[Start of section]

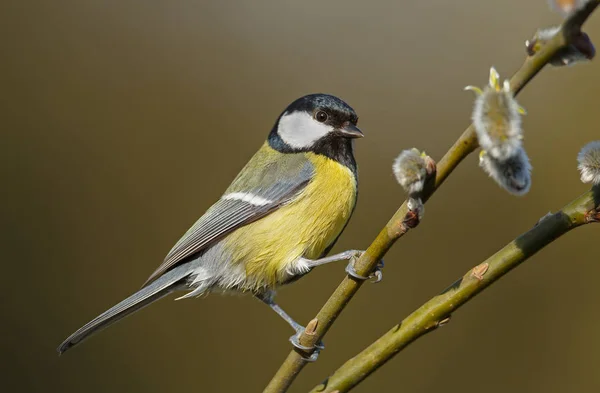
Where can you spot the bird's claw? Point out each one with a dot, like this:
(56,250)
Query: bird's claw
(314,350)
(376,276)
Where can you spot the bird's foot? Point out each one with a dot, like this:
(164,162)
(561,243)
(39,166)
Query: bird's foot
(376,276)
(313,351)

[End of section]
[Start of section]

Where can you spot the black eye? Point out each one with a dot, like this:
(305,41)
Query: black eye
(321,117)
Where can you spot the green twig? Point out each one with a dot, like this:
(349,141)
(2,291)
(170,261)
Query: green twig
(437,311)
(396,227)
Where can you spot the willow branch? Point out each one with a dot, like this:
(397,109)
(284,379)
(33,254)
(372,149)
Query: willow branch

[End of section]
[Start of section]

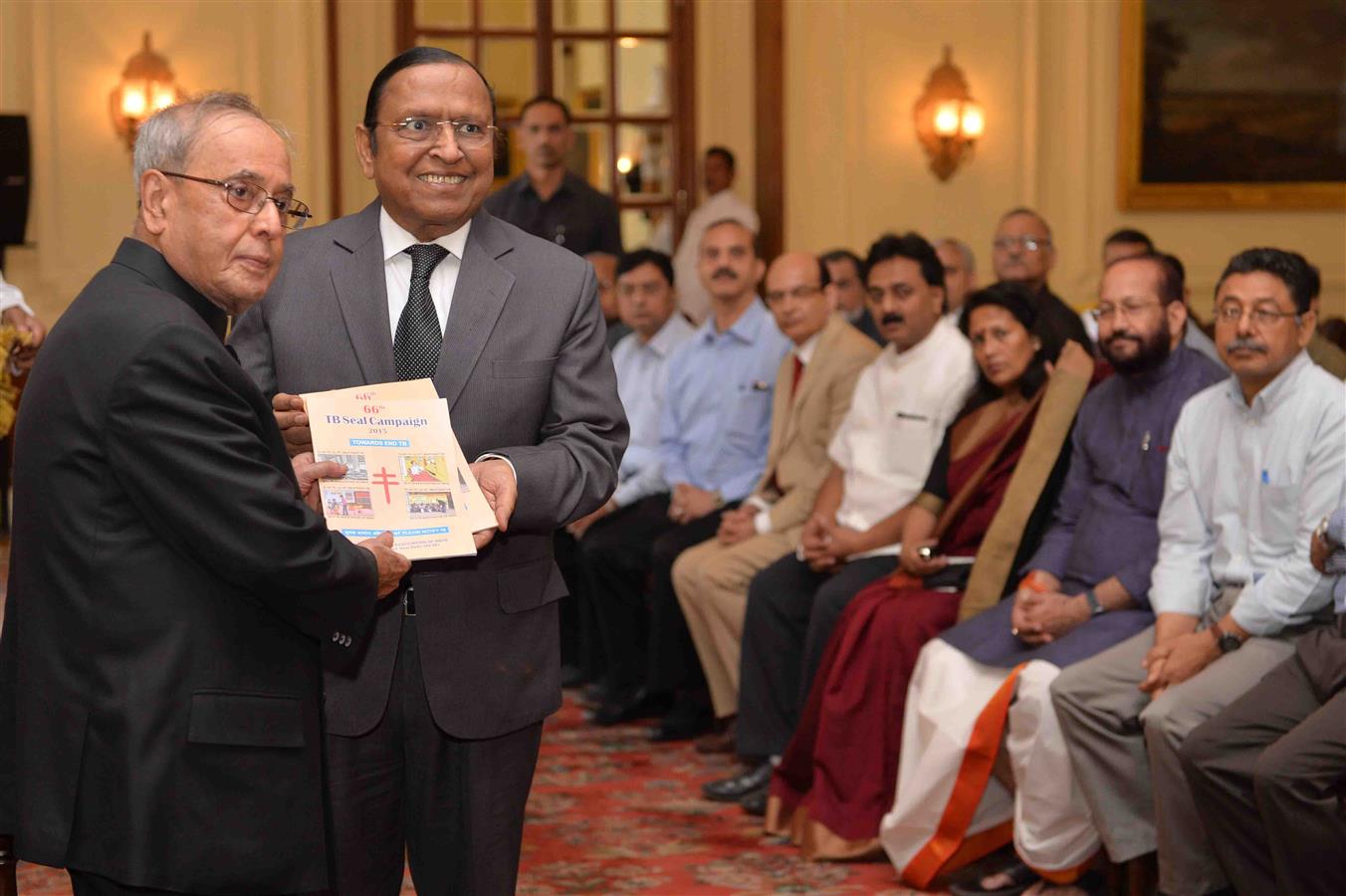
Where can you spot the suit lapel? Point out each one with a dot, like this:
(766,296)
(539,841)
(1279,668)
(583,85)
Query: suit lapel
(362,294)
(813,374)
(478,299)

[End of section]

Read through the entries above, and wherever a line holds the string "Point", copy it.

§ OUTPUT OF THE EXERCISE:
Where can you spot the bird's claw? Point out each one with a dot, like this:
Where can you spot the bird's foot? Point out each one with a dot, like this:
Where can you spot the black eye? Point out each one with a dot, like this:
Where can you spot the green twig? Point out each one with a dot, like this:
Where can you spot the willow branch? Point out each one with a dot, like this:
Where can you spot the suit lapel? Point out each one with a dot, like this:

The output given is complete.